• TASK DETAILS: Every entry in this listing should be written out exactly.

• DATA FOR PROCESSING:
****

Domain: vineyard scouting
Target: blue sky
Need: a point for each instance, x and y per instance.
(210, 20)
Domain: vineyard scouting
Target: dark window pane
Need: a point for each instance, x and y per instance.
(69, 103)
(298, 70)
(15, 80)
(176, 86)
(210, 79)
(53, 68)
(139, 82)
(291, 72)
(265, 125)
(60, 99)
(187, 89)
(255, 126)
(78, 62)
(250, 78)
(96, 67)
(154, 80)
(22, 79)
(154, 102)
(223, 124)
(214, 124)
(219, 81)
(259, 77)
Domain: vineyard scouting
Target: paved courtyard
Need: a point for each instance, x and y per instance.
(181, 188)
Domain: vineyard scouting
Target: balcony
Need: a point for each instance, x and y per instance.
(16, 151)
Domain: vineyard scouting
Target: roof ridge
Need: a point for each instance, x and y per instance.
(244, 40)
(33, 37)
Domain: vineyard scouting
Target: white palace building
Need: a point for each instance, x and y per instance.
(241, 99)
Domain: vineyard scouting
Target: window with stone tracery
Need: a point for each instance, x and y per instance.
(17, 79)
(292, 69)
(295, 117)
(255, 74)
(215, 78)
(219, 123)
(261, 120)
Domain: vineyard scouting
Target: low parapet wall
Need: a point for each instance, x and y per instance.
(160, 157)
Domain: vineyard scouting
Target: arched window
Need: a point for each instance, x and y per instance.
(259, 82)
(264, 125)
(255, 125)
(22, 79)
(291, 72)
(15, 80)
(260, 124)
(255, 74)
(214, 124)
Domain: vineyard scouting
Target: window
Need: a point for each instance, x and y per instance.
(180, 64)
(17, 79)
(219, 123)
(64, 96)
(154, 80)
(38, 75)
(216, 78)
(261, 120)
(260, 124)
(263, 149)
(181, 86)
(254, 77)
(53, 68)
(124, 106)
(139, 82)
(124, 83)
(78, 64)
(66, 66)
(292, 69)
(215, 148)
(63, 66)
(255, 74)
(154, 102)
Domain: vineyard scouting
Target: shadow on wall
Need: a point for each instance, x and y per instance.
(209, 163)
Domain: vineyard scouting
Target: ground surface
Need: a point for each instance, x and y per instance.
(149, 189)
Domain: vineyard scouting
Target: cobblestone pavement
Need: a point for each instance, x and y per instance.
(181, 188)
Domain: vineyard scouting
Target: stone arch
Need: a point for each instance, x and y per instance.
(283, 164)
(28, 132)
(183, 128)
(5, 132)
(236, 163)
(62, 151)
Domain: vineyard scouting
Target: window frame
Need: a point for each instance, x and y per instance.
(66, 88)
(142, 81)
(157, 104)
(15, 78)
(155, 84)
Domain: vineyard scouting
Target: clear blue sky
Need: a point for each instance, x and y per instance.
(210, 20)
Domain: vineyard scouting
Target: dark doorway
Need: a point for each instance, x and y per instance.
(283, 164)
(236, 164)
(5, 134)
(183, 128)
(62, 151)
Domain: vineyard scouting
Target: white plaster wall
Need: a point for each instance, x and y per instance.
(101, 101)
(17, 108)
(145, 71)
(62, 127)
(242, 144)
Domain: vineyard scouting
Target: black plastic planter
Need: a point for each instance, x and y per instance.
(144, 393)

****

• YOUR RESPONSE:
Domain: vineyard scouting
Target: blue sky
Need: a point for each instance, x and y per instance.
(210, 20)
Domain: vineyard scouting
Target: dark window pane
Need: a point for each instance, x and y per instance.
(69, 103)
(298, 70)
(15, 80)
(176, 86)
(210, 79)
(53, 68)
(139, 82)
(291, 72)
(265, 125)
(60, 99)
(187, 89)
(255, 126)
(78, 62)
(250, 78)
(96, 67)
(154, 80)
(22, 79)
(154, 102)
(223, 124)
(214, 124)
(219, 81)
(259, 77)
Domain: vineyard scouting
Target: paved courtyard
Need: a point for each instance, x and y per instance.
(181, 188)
Domain: vineyard scouting
Target: balcony
Need: a point for each instance, x and y per instance.
(16, 151)
Domain: vineyard scouting
Target: roof ridge
Need: a point for each instance, x and y per instance.
(244, 40)
(33, 37)
Domain: vineyard scouting
Target: white palace building
Need: a point for each instance, x and y per instance.
(241, 99)
Domain: vineyard scouting
Target: window with stone tracery
Need: a point for each instance, x and y per instance.
(17, 79)
(292, 69)
(295, 117)
(255, 74)
(215, 78)
(219, 123)
(261, 120)
Domain: vineyard scouting
Target: low parapet wall
Need: a point for each instance, x and y per instance.
(160, 157)
Domain: vineyard scouting
Target: arched window
Need: a point for each instance, x and y per instance.
(259, 82)
(264, 125)
(255, 125)
(22, 79)
(291, 72)
(15, 80)
(260, 124)
(255, 74)
(214, 124)
Domain: vineyard scouting
Target: window
Need: a point for each instance, x and y per instance.
(180, 64)
(17, 79)
(219, 123)
(64, 96)
(154, 80)
(38, 75)
(216, 78)
(261, 120)
(260, 124)
(263, 149)
(181, 86)
(254, 77)
(53, 68)
(124, 106)
(139, 82)
(124, 83)
(78, 64)
(66, 66)
(292, 69)
(215, 148)
(63, 66)
(255, 74)
(154, 102)
Domain: vineyard scouting
Target: shadow on wall
Need: a point for each instance, x and y per instance.
(209, 163)
Domain: vineyard scouting
Target: ground surface
Need: a point for each instance, x and y per instance.
(149, 189)
Domain: vineyard scouting
Target: cobblestone pavement
Need: a point for each instance, x and y per instance.
(181, 188)
Domain: vineyard scouting
Target: stone arch
Need: a point for each instance, x and y per instance.
(283, 164)
(28, 132)
(183, 128)
(5, 132)
(236, 163)
(62, 151)
Domain: vineyard scouting
Target: window frame
Need: a point for each instance, x and y per instance.
(66, 88)
(142, 81)
(157, 104)
(15, 78)
(155, 84)
Domain: vineyard scouting
Target: clear blue sky
Need: a point for each instance, x and y per instance.
(210, 20)
Domain: vineyard scouting
Target: dark doorway
Need: a point for each instance, x and y per instance.
(283, 164)
(236, 164)
(5, 134)
(183, 128)
(62, 151)
Domain: vineyard scouting
Target: white plaster wall
Need: a point for each instance, x and y per instance.
(101, 101)
(17, 108)
(145, 71)
(62, 127)
(242, 144)
Domain: vineyard scouting
Target: black plastic planter
Need: a point for each instance, x and y per instance.
(144, 393)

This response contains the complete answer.